**I tuoi compiti**
(1) Cita alla lettera il passo del testo sulla polemica tra Passarelli e Cotugno compreso tra "I due, che fino" e "alla prima cittadina.", estremi inclusi.
(2) Stabilisci se le affermazioni seguenti concordano con il testo sulla polemica tra Passarelli e Cotugno. Per ciascuna rispondi sì o no e riporta le parole del testo che lo decidono. (a) Stefania Passarelli è cognata dell'eurodeputato Aldo Patriciello. (b) Fino a qualche mese fa Passarelli e Cotugno erano amici. (c) Passarelli è presidente del Consorzio di Bonifica.

**Estratto del testo**
A coloro i quali fosse sfuggito che tra qualche mese in Molise si vota per il rinnovo del Consiglio regionale, hanno rinfrescato la memoria la sindaca di Pozzilli Stefania Passarelli – che è pure presidente del Consorzio per lo sviluppo industriale Isernia-Venafro, nonché membro del direttivo di quello di Bonifica, storica dipendente Neuromed e politicamente vicinissima all’eurodeputato Aldo Patriciello – e il vicepresidente della giunta regionale e assessore al Turismo e all’Internazionalizzazione delle imprese – che dell’eurodeputato è invece cognato – Vincenzo Cotugno.
I due, che fino a qualche mese fa erano amici personali e politici, stanno dando vita ad un poco edificante scambio di accuse social che va molto oltre le cose che entrambi affermano o fingono di affermare.
Ai post (lettera aperta di Passarelli, replica di Cotugno, controreplica di Passarelli), che sono lo specchio del livello politico molisano, vanno sommati gli scritti di una pletora di sostenitori dell’uno e dell’altro che nemmeno stanno risparmiando perle di saggezza, nel tentativo di far guadagnare like all’assessore oppure alla prima cittadina.
Diciamo, volendo essere buoni e comprensivi, che mettere in pubblica piazza “peste e corna” del nemico sta diventando lo sport preferito di chi si candida a guidare la Regione Molise.

**Dati forniti**
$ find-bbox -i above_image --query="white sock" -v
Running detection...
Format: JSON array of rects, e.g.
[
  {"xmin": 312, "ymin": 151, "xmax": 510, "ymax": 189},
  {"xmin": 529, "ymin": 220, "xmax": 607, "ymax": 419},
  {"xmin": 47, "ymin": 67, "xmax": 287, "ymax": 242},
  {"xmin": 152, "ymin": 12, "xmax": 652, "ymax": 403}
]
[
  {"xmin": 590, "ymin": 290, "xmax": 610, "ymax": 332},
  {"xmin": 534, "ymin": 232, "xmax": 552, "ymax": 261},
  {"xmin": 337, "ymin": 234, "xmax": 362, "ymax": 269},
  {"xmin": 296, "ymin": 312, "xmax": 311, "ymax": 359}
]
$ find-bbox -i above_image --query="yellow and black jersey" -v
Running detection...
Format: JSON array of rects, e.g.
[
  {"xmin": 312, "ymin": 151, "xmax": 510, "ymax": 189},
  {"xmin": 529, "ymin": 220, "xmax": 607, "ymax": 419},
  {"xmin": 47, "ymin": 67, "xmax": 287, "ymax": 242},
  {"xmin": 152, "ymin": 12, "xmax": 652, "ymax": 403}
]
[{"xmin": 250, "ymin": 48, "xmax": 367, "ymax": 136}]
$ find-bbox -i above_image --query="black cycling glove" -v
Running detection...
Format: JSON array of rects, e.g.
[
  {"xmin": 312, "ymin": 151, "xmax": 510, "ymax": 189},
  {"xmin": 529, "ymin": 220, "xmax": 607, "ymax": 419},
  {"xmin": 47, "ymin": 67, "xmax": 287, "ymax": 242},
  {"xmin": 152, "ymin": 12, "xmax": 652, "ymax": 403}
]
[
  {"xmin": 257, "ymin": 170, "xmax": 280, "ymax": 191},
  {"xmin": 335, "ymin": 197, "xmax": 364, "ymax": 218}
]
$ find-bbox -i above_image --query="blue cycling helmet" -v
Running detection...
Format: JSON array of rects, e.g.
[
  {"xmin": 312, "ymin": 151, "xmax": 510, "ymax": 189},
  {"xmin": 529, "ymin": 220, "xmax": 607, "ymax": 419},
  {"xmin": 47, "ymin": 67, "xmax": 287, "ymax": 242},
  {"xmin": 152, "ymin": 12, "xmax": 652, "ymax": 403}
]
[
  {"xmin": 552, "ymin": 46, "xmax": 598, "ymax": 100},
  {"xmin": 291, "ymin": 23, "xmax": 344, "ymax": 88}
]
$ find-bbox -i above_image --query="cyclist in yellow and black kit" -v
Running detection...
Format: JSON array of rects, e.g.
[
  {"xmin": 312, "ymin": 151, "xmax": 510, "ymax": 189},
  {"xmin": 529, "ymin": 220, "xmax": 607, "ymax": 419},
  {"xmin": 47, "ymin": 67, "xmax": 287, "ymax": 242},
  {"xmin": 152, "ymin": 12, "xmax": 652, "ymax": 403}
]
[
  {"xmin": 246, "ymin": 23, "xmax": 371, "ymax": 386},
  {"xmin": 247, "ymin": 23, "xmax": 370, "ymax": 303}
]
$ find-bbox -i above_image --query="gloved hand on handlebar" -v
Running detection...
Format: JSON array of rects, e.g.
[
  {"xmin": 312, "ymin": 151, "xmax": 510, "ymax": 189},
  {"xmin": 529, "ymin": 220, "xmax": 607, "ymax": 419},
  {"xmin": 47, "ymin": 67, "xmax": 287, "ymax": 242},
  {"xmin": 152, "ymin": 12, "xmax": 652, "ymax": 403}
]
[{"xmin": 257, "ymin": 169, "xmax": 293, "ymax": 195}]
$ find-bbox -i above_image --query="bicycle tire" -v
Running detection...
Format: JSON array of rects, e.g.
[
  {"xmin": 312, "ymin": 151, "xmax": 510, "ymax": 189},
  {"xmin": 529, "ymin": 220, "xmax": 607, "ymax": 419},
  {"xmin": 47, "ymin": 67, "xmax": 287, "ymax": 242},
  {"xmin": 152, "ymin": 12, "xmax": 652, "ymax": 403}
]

**Risultati per compito**
(1)
I due, che fino a qualche mese fa erano amici personali e politici, stanno dando vita ad un poco edificante scambio di accuse social che va molto oltre le cose che entrambi affermano o fingono di affermare.
Ai post (lettera aperta di Passarelli, replica di Cotugno, controreplica di Passarelli), che sono lo specchio del livello politico molisano, vanno sommati gli scritti di una pletora di sostenitori dell’uno e dell’altro che nemmeno stanno risparmiando perle di saggezza, nel tentativo di far guadagnare like all’assessore oppure alla prima cittadina.

(2)
(a) No: «che dell’eurodeputato è invece cognato – Vincenzo Cotugno».
(b) Sì: «fino a qualche mese fa erano amici personali e politici».
(c) No: «nonché membro del direttivo di quello di Bonifica».